= Work instructions =
Each line in the records below, from the one that contains "Target: palm tree painting" to the one that contains "[locate] bridge abutment", should be reproduced exactly, the first and last included.

= Data provided =
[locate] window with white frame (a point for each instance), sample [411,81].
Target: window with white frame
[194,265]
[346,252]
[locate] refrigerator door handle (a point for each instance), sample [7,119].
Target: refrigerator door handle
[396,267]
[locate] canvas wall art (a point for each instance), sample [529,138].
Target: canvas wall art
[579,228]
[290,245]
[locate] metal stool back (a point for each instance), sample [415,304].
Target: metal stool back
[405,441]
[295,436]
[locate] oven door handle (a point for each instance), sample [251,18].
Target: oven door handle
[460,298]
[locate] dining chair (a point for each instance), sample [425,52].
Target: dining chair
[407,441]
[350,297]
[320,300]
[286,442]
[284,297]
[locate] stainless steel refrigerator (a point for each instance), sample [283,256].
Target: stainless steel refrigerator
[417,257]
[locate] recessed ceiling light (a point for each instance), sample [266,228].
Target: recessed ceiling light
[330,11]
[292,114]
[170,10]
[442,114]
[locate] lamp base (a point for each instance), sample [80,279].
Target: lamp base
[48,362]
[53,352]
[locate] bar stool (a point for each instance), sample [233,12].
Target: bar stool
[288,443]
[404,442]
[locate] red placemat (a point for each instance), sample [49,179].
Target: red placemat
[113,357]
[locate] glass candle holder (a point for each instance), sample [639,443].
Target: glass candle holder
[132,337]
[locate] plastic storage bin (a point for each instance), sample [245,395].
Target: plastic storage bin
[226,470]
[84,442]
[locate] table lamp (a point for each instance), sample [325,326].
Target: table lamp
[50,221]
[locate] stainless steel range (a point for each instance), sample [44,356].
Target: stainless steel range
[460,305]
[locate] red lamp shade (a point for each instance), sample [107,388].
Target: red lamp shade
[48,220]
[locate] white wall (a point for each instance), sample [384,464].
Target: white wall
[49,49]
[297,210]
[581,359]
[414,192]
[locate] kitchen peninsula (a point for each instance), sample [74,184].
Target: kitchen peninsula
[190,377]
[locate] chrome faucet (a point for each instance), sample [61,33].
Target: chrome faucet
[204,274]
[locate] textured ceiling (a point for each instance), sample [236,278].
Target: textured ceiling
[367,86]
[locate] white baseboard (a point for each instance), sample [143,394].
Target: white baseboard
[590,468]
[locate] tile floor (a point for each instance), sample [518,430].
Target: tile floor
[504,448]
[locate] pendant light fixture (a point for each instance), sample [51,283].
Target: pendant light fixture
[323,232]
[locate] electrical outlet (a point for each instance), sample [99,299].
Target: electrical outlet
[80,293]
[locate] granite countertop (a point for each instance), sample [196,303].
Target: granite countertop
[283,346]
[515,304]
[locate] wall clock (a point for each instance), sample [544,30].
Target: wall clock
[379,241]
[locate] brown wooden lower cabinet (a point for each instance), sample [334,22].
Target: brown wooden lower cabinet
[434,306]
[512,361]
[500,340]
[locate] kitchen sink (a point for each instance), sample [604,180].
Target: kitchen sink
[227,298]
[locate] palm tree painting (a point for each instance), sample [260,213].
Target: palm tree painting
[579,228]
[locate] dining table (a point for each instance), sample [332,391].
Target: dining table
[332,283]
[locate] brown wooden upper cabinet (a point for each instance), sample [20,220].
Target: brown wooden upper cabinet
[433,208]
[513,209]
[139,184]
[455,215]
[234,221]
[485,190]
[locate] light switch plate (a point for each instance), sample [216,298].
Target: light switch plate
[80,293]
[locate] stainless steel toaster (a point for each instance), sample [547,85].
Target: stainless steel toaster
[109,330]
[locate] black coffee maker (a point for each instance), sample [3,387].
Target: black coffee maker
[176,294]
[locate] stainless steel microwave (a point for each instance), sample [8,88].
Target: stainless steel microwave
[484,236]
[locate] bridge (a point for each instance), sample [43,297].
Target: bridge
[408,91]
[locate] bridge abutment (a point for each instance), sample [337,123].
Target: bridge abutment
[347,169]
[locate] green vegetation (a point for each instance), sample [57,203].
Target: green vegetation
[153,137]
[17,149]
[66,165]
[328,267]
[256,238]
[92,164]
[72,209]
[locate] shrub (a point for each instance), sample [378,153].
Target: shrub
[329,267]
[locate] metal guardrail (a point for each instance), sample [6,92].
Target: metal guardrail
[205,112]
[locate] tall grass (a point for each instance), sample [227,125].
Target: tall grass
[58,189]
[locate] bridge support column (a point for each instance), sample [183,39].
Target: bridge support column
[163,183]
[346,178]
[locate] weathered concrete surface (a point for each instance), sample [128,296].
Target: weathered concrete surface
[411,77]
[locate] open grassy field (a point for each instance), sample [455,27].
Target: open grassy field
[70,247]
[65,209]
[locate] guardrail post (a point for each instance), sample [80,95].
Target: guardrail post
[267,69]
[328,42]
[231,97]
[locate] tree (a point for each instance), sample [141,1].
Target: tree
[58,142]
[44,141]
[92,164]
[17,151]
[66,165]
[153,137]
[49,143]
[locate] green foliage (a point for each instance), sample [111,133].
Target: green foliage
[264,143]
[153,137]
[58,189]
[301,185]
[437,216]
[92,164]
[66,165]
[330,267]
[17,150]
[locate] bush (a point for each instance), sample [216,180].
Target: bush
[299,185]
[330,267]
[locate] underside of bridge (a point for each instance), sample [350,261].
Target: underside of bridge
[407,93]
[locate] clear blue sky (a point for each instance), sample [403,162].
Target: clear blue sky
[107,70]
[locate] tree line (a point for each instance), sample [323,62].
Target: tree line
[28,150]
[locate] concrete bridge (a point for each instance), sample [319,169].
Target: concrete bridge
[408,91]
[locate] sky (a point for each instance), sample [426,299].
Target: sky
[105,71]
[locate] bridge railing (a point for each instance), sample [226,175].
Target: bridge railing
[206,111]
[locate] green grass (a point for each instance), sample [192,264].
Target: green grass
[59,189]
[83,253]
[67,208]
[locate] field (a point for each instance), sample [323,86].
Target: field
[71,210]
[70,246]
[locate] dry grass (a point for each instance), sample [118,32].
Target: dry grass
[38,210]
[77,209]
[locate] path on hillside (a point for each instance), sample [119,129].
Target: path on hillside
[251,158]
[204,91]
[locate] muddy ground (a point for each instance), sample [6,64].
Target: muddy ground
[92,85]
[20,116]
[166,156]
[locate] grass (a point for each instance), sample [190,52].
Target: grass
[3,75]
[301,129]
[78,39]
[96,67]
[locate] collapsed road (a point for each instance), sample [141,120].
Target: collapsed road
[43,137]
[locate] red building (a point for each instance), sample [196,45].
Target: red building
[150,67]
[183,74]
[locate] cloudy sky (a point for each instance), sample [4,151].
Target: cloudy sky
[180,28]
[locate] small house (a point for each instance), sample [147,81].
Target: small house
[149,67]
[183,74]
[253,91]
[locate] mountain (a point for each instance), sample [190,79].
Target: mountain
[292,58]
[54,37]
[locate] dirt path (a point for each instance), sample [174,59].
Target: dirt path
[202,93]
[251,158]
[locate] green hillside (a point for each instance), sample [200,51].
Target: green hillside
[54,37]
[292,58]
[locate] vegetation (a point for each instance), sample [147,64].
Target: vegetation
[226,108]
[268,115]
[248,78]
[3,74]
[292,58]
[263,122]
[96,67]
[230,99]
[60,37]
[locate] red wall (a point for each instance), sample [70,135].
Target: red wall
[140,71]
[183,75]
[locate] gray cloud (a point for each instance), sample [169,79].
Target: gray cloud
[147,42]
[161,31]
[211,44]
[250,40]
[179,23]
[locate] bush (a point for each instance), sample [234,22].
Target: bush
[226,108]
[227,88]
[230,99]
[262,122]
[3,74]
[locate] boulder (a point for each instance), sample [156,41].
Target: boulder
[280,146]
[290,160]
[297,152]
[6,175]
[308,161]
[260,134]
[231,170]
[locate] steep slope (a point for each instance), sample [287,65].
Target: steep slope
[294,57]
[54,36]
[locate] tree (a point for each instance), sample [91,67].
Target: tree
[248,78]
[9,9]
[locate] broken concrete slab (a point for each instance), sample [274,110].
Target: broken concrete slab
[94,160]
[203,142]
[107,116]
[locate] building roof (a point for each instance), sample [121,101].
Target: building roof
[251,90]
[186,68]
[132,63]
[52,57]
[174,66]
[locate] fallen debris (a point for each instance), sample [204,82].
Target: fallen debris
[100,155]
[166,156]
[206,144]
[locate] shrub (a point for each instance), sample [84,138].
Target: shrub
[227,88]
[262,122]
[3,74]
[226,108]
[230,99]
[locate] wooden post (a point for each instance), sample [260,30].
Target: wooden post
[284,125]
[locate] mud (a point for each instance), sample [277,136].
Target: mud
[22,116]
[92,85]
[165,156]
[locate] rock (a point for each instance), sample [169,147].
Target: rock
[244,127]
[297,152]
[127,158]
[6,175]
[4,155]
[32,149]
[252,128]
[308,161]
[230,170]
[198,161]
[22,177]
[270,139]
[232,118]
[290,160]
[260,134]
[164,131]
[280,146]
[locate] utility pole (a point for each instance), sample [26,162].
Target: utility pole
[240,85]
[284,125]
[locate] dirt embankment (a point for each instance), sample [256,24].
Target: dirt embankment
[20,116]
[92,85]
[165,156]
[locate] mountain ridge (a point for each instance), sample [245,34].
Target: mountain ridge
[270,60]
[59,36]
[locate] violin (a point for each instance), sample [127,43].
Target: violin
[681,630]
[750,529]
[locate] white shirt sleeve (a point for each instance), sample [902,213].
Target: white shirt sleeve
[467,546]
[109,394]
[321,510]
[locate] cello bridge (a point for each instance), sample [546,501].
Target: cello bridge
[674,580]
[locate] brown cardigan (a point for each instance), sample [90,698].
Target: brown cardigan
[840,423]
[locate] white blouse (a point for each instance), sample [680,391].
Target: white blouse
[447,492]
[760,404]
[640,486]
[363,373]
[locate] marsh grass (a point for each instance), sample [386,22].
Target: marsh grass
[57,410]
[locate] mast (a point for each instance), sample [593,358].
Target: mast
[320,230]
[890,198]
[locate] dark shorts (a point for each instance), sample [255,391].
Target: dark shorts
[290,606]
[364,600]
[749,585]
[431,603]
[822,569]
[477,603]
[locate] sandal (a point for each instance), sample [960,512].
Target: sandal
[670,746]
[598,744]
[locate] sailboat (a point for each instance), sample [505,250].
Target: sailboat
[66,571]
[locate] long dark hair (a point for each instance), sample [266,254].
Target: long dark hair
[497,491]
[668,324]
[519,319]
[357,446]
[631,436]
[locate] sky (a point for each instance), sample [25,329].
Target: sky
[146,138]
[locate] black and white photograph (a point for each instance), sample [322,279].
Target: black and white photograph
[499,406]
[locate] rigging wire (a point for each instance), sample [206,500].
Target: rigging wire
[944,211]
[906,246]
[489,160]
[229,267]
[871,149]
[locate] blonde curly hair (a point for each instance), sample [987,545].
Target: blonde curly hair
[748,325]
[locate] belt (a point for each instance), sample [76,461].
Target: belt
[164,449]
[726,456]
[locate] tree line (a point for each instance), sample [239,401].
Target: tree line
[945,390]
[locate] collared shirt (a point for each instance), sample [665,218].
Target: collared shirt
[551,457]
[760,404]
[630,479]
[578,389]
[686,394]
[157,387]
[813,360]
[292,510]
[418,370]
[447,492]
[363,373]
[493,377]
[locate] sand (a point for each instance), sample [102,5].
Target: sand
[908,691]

= Task answer =
Target: palm tree painting
[579,228]
[locate] dining table (a point for each instance), sample [332,391].
Target: dining table
[332,283]
[locate] brown wooden upper cabinet (a point for each instance), sample [20,220].
Target: brown wooden upper cabinet
[433,208]
[513,209]
[139,184]
[455,215]
[234,221]
[485,190]
[locate] light switch plate (a point for each instance), sample [216,298].
Target: light switch plate
[80,293]
[locate] stainless steel toaster (a point for each instance), sample [547,85].
Target: stainless steel toaster
[109,330]
[locate] black coffee maker (a point for each instance), sample [3,387].
Target: black coffee maker
[176,294]
[locate] stainless steel microwave (a point for each instance), sample [8,88].
Target: stainless steel microwave
[484,236]
[locate] bridge (a point for each instance), sample [43,297].
Target: bridge
[408,91]
[locate] bridge abutment (a point for each instance), sample [337,123].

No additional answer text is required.